Issue 102 |
Spring 2007

Contributors' Notes

by Staff

marjorie agosin is a Chilean-American poet, editor, and human rights activist. She is the Luella Laneer Slain Professor of Latin American Studies at Wellesley College. She has received numerous awards for her poetry and human rights work, and has authored more than forty books of poetry, memoirs, and essays, as well as two plays.

charles baxter is the author of Beyond Plot, forthcoming this summer from Graywolf. He has written four novels and four volumes of stories, and has edited or co-edited several books, including A William Maxwell Portrait. He teaches at the University of Minnesota and lives in Minneapolis.

marianne boruch's most recent work includes Poems: New and Selected (Oberlin, 2004) and a second collection of essays on poetry, In the Blue Pharmacy (Trinity, 2005). She teaches in the M.F.A. program at Purdue University.

david bottoms's most recent book is Waltzing Through the Endtime from Copper Canyon Press. He is Georgia Poet Laureate and holds the Amos Distinguished Chair in English Letters at Georgia State University in Atlanta.

clare cavanagh is the Herman and Beulah Pearce Miller Research Professor in Literature at Northwestern University. She has translated ten books of Polish poetry and prose, and is currently working on an authorized biography of Czeslaw Milosz.

yiorgos chouliaras is the author of six volumes of poetry in Greek. Translations and reviews of his work have appeared in Agenda, Grand Street, Harvard Review, Modern Poetry in Translation, Poetry, World Literature Today, and elsewhere. Currently he is the director of the Press and Communications office at the Greek Embassy in Washington, D.C.

nicholas christopher has published eight poetry books, including Crossing the Equator: New & Selected Poems, 1972–2004 (Harcourt), just out in paperback; five novels, including The Bestiary (Dial), published in June; and a study of film noir, Somewhere in the Night, reissued in 2006. He is a professor in the School of the Arts at Columbia University.

victoria clausi's publications include a chapbook of poems, Boarding House. Her poems and reviews have also appeared in various journals and anthologies, including Henry Holt's Roots and Flowers; Poems and Plays; Lumina; and Ploughshares. She is Assistant Director of the Writing Seminars at Bennington College.

Supplied material
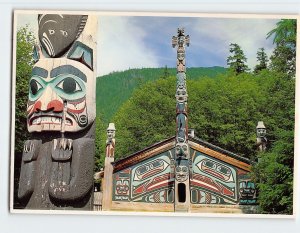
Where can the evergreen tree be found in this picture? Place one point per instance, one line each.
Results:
(24, 64)
(262, 59)
(237, 60)
(283, 58)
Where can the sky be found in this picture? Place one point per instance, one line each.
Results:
(126, 42)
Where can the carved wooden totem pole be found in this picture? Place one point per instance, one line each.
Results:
(58, 161)
(182, 152)
(261, 140)
(108, 167)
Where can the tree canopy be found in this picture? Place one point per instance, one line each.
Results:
(24, 64)
(237, 59)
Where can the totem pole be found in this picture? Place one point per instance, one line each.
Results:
(182, 152)
(261, 140)
(58, 160)
(108, 169)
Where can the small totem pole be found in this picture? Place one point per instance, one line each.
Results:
(58, 161)
(182, 152)
(108, 169)
(261, 140)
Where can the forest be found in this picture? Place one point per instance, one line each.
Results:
(224, 106)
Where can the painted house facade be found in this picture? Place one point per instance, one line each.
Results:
(182, 173)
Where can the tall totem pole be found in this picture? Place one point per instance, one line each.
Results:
(58, 160)
(182, 152)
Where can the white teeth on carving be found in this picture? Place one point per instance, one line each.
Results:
(77, 106)
(50, 120)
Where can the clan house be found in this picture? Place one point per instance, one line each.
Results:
(179, 174)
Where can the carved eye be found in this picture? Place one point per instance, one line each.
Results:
(69, 85)
(64, 33)
(35, 86)
(184, 169)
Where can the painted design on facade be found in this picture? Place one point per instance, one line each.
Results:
(57, 164)
(149, 181)
(213, 178)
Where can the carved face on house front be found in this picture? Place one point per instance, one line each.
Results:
(60, 93)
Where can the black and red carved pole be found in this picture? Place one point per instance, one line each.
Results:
(182, 152)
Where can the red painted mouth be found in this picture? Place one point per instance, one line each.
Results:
(49, 119)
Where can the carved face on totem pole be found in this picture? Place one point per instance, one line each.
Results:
(61, 88)
(181, 149)
(180, 54)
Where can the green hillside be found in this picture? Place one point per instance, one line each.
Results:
(114, 89)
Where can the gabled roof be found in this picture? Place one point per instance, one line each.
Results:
(194, 142)
(144, 154)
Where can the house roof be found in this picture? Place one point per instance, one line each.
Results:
(194, 142)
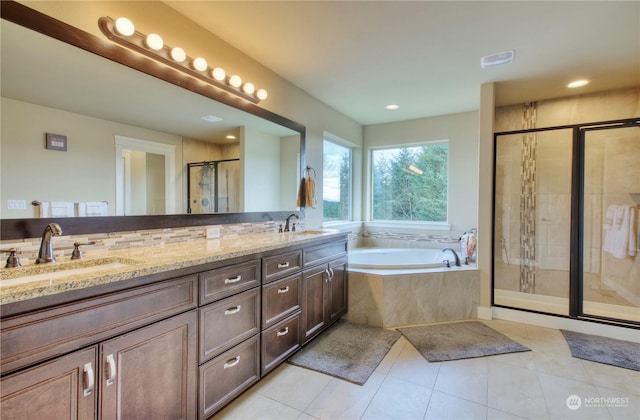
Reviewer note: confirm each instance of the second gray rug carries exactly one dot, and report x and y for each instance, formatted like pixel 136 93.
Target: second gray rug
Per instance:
pixel 459 340
pixel 347 351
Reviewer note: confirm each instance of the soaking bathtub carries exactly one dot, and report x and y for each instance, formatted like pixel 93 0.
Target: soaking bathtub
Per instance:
pixel 391 287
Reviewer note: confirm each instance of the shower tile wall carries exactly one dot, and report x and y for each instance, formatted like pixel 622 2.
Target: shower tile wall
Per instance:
pixel 550 204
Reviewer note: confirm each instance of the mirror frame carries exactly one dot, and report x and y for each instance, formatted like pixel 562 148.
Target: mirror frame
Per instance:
pixel 32 228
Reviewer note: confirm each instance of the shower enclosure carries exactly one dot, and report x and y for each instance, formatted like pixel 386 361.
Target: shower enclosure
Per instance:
pixel 213 186
pixel 566 221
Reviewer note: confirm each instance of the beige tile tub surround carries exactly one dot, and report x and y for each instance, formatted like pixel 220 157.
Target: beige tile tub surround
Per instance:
pixel 406 299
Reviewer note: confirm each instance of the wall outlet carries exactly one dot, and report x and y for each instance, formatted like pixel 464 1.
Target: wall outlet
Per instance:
pixel 16 204
pixel 212 233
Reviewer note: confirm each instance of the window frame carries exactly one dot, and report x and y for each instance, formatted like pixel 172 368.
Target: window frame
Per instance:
pixel 331 139
pixel 393 223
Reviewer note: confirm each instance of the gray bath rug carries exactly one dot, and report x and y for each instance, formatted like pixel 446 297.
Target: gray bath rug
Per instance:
pixel 347 351
pixel 459 340
pixel 610 351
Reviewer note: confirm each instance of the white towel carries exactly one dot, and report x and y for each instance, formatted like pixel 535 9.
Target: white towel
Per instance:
pixel 92 208
pixel 57 209
pixel 621 240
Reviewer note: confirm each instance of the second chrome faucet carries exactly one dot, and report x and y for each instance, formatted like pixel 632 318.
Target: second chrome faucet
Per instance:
pixel 45 255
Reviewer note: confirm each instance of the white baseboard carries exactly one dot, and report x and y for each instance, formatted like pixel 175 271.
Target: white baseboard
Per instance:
pixel 485 312
pixel 556 322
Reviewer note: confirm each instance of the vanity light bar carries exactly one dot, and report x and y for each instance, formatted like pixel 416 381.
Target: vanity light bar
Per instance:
pixel 122 31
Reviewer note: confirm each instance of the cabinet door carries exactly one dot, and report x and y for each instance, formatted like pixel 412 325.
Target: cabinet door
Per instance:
pixel 338 284
pixel 151 373
pixel 64 388
pixel 314 301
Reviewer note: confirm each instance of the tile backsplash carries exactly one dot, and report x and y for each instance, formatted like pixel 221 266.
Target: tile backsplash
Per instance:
pixel 63 245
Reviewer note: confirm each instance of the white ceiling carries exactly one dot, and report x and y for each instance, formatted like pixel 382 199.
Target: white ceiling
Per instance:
pixel 358 56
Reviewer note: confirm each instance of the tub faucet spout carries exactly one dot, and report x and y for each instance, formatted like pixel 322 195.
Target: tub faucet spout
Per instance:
pixel 286 225
pixel 455 255
pixel 45 255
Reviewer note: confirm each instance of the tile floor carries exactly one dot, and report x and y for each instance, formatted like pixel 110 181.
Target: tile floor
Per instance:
pixel 528 385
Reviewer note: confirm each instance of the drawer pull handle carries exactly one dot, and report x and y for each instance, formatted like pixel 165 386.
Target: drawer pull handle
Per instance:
pixel 233 279
pixel 232 362
pixel 283 290
pixel 89 379
pixel 232 311
pixel 111 370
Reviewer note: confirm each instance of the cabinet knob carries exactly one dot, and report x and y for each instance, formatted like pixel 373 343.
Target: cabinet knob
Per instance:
pixel 89 379
pixel 232 311
pixel 232 362
pixel 111 369
pixel 283 290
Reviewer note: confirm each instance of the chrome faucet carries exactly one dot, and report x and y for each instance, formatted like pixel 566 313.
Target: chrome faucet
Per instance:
pixel 286 225
pixel 45 255
pixel 455 255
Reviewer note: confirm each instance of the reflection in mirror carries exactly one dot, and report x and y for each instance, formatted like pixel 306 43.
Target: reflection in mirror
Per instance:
pixel 49 86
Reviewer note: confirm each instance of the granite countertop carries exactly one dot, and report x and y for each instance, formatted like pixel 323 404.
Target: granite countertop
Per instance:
pixel 32 281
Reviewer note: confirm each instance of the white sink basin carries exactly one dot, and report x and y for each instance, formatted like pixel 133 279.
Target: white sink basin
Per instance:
pixel 53 271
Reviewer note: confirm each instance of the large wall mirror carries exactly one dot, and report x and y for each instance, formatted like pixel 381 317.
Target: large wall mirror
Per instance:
pixel 129 132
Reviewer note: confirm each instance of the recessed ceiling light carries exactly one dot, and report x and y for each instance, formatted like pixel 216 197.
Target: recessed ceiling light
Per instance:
pixel 577 83
pixel 497 59
pixel 211 118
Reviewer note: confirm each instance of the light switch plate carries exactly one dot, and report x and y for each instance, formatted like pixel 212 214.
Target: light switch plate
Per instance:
pixel 212 233
pixel 16 204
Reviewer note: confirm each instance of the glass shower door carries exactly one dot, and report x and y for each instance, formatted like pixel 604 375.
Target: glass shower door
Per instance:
pixel 611 201
pixel 532 230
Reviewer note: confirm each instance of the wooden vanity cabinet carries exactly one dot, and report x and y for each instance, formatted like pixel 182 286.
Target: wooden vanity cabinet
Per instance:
pixel 175 347
pixel 140 359
pixel 324 290
pixel 230 313
pixel 150 373
pixel 64 388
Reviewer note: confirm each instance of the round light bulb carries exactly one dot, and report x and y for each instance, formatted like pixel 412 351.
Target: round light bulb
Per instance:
pixel 125 27
pixel 218 74
pixel 154 41
pixel 178 54
pixel 235 81
pixel 261 94
pixel 199 63
pixel 578 83
pixel 249 88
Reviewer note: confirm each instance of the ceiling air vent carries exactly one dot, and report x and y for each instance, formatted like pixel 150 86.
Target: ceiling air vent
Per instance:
pixel 497 59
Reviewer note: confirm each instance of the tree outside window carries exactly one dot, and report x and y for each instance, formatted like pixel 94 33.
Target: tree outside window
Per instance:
pixel 336 182
pixel 410 183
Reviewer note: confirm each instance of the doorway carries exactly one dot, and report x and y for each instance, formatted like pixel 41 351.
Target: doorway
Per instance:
pixel 145 174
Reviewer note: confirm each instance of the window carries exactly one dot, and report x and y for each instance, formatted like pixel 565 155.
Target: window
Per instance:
pixel 336 182
pixel 410 183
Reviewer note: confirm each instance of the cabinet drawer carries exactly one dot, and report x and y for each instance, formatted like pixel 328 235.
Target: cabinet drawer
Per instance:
pixel 279 341
pixel 281 299
pixel 222 282
pixel 323 253
pixel 27 339
pixel 280 265
pixel 228 322
pixel 226 376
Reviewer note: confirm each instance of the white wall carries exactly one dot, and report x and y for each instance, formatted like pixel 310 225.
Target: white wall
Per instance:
pixel 260 170
pixel 461 131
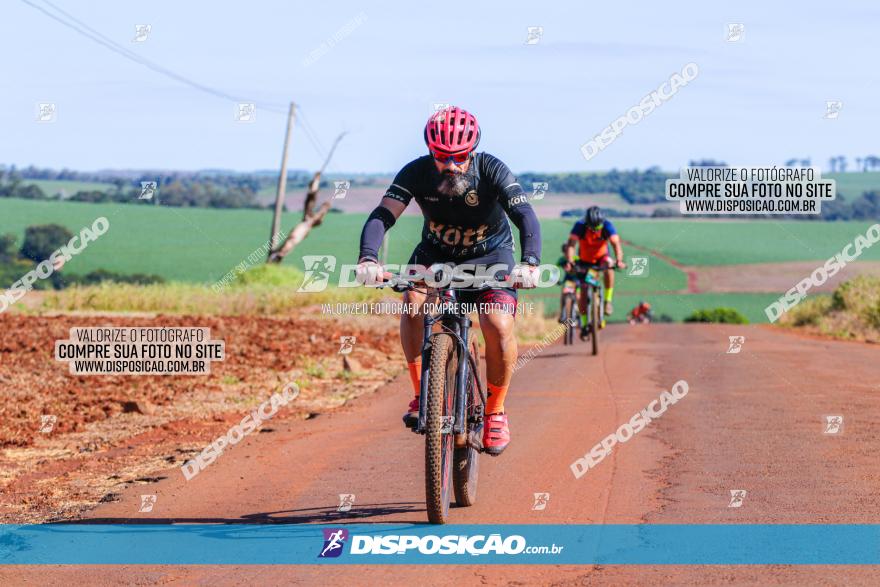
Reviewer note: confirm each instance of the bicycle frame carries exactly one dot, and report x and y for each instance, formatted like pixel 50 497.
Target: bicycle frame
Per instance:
pixel 458 325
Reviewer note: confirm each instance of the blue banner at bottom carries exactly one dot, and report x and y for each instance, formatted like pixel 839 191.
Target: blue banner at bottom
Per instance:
pixel 279 544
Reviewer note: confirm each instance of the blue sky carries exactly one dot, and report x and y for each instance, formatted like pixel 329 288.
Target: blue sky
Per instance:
pixel 759 101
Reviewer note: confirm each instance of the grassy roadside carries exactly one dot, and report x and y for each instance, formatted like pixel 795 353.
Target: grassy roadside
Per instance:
pixel 852 312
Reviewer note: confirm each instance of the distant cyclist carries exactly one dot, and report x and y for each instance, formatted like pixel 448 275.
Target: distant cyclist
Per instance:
pixel 466 199
pixel 641 313
pixel 568 273
pixel 591 237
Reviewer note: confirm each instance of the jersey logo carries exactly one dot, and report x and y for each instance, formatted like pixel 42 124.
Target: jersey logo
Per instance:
pixel 457 235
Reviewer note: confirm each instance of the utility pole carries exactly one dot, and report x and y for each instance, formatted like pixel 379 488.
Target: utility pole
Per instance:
pixel 385 245
pixel 282 182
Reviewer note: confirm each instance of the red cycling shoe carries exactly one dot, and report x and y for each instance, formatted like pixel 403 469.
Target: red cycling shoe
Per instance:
pixel 411 417
pixel 496 434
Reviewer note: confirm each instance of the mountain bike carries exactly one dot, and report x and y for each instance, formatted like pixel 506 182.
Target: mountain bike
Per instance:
pixel 452 401
pixel 570 315
pixel 594 285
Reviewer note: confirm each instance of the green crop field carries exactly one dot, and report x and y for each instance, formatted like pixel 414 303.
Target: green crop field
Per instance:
pixel 852 185
pixel 732 242
pixel 52 187
pixel 201 245
pixel 675 306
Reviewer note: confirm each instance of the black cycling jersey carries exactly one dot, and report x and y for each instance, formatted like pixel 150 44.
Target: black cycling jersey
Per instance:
pixel 468 226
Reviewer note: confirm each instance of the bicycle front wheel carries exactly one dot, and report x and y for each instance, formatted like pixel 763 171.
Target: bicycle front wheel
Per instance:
pixel 595 319
pixel 439 439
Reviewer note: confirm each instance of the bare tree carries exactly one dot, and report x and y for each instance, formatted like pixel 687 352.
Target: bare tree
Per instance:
pixel 312 217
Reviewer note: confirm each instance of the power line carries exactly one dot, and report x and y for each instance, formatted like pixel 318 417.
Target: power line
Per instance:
pixel 96 36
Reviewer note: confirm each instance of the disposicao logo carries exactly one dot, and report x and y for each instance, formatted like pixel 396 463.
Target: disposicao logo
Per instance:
pixel 334 540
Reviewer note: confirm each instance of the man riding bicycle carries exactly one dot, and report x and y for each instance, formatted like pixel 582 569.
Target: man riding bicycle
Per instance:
pixel 466 199
pixel 591 237
pixel 568 273
pixel 641 313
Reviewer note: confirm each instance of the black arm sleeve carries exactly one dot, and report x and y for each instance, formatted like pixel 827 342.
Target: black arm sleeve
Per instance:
pixel 379 221
pixel 526 221
pixel 516 204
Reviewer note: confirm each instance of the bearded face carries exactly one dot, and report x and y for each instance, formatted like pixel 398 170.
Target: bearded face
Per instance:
pixel 453 182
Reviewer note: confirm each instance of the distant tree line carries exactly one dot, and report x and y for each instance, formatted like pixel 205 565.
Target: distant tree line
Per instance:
pixel 865 207
pixel 39 243
pixel 636 187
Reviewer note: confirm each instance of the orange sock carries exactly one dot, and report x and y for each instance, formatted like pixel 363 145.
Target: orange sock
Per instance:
pixel 495 400
pixel 415 374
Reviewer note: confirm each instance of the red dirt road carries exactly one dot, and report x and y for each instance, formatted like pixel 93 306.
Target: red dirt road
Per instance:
pixel 752 420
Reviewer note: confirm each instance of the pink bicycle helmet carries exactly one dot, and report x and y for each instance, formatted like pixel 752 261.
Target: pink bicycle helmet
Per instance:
pixel 452 131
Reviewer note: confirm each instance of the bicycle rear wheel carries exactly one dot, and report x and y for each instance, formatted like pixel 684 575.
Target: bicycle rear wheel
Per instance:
pixel 466 459
pixel 595 319
pixel 568 314
pixel 439 414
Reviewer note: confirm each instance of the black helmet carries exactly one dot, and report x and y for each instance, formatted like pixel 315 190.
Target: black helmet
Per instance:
pixel 594 216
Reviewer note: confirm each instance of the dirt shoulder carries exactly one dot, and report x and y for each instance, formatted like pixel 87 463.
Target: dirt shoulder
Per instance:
pixel 112 432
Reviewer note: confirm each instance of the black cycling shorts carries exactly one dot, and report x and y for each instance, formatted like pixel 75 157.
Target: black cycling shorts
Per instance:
pixel 499 299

Problem 1
Translate this sentence from the contributors' notes into Spanish: "He teaches at the University of Minnesota and lives in Minneapolis."
Problem 2
Carry on the contributors' notes from their final sentence.
None of the material figures in this work.

Exercise result 1
Enseña en la Universidad de Minnesota y vive en Minneapolis.

Exercise result 2
lyn coffin is a widely published poet, fiction writer, playwright, and translator of Czech literature. She has published seven books, including Human Trappings (Abattoir) and Crystals of the Unforeseen (Plainview). She lives in Seattle.

michael collier's most recent book is Dark Wild Realm (Houghton Mifflin, 2006). A translation of Medea (Oxford) also appeared in 2006, and a collection of essays, Make Us Wave Back (Michigan), will be published in 2007. He teaches at the University of Maryland.

josephine dickinson has two poetry collections in the U.K., Scarberry Hill and The Voice, and her American debut collection, Silence Fell, was published in March by Houghton Mifflin. She lives in Alston, a small Cumbrian town high in the Pennines.

stuart dybek is a past guest editor of Ploughshares. His most recent book of poems is Streets in Their Own Ink (FSG).

robin ekiss is a former Stegner Fellow. Her work has appeared or is forthcoming in Poetry, TriQuarterly, Agni, The Kenyon Review, The Black Warrior Review, and elsewhere. She lives in San Francisco with her husband, the poet Keith Ekiss.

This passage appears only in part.